### Written instruction
Starting with the line that contains "Tag the train with" and going on through the end of the entries, put those lines into a JSON list of strings, one string per line, with blank lines left out. Leave the pictures out of the list.

-- begin Extracted records --

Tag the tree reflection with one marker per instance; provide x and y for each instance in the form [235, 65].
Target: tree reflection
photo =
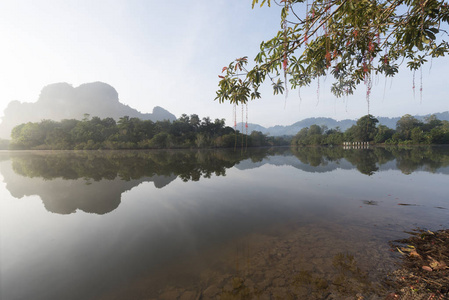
[369, 161]
[93, 181]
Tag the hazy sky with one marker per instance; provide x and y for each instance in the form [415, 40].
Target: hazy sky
[170, 53]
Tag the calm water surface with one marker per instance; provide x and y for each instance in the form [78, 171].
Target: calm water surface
[263, 224]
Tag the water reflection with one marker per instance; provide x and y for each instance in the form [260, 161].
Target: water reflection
[300, 223]
[94, 181]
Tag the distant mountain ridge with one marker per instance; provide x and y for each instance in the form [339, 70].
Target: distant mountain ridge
[279, 130]
[62, 101]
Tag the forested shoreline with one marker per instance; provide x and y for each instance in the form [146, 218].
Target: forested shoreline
[192, 132]
[409, 131]
[133, 133]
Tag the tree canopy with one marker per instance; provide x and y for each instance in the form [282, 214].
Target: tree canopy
[349, 40]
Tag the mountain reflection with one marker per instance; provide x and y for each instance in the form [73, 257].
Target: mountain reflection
[94, 181]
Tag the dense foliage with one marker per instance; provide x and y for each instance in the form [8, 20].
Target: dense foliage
[409, 130]
[348, 40]
[133, 133]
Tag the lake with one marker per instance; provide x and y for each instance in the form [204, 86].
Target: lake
[275, 223]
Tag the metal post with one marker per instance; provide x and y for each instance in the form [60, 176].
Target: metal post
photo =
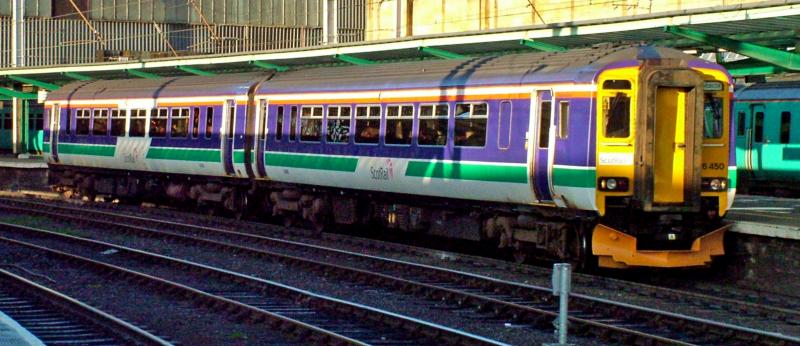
[330, 25]
[561, 287]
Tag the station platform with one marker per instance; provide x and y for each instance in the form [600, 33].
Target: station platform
[766, 216]
[12, 333]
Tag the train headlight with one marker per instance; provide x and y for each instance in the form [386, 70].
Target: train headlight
[615, 184]
[715, 184]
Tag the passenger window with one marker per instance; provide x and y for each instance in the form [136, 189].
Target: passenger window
[617, 116]
[82, 120]
[311, 124]
[712, 117]
[504, 128]
[195, 122]
[368, 124]
[544, 124]
[293, 124]
[262, 120]
[158, 123]
[759, 128]
[279, 125]
[180, 123]
[563, 119]
[786, 126]
[209, 122]
[740, 125]
[399, 122]
[433, 124]
[470, 127]
[338, 125]
[118, 122]
[138, 122]
[100, 122]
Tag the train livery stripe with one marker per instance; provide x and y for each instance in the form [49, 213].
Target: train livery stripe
[182, 154]
[328, 163]
[86, 149]
[574, 176]
[465, 171]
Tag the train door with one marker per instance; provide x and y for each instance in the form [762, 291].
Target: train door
[541, 123]
[261, 136]
[228, 126]
[755, 138]
[55, 125]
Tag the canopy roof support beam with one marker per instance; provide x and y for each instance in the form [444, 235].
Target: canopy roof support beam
[34, 82]
[76, 76]
[781, 58]
[17, 94]
[195, 71]
[353, 60]
[269, 66]
[441, 53]
[542, 46]
[142, 74]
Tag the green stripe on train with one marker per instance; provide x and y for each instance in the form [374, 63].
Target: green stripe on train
[328, 163]
[574, 177]
[466, 171]
[238, 156]
[86, 149]
[183, 154]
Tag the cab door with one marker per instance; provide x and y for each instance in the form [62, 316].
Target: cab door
[55, 126]
[261, 136]
[228, 126]
[542, 112]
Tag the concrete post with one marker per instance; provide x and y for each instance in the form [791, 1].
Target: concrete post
[330, 24]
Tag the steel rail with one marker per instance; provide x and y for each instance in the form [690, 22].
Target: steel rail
[433, 332]
[109, 325]
[591, 305]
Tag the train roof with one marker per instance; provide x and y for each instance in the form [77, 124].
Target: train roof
[786, 90]
[574, 66]
[183, 86]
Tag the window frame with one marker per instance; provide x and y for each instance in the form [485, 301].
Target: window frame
[436, 117]
[85, 113]
[171, 116]
[369, 107]
[321, 118]
[456, 117]
[400, 116]
[350, 137]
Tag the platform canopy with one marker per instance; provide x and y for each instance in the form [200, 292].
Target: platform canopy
[763, 31]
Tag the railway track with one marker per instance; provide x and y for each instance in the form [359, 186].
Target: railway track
[528, 304]
[56, 319]
[303, 315]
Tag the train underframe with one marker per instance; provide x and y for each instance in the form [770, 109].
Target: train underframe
[525, 232]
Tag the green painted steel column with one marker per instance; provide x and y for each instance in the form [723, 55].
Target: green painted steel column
[773, 56]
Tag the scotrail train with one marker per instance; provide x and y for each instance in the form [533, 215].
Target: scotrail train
[619, 155]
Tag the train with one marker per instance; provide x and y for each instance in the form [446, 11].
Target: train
[767, 137]
[606, 156]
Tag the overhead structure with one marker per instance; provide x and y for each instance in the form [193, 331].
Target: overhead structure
[763, 24]
[777, 57]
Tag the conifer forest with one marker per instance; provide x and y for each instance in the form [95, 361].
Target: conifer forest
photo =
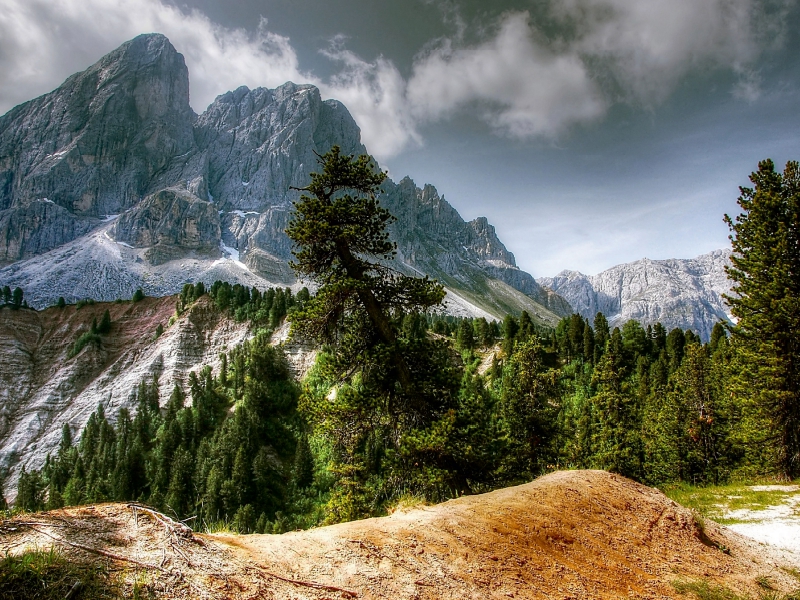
[408, 404]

-- end Extracted records --

### Task result
[
  "Tag the train with one marker per instance; provide x and y for each instance in the form [446, 11].",
  "Target: train",
  "[767, 137]",
  "[606, 156]",
  "Tag the overhead structure with one marker per instance; provide x and y for each instance in the form [193, 331].",
  "Target: overhead structure",
  "[763, 24]",
  "[777, 57]",
  "Tag the conifer forest with one marker per instance; provide x and y for each instance in the form [95, 361].",
  "Target: conifer forest",
  "photo =",
  "[408, 404]"
]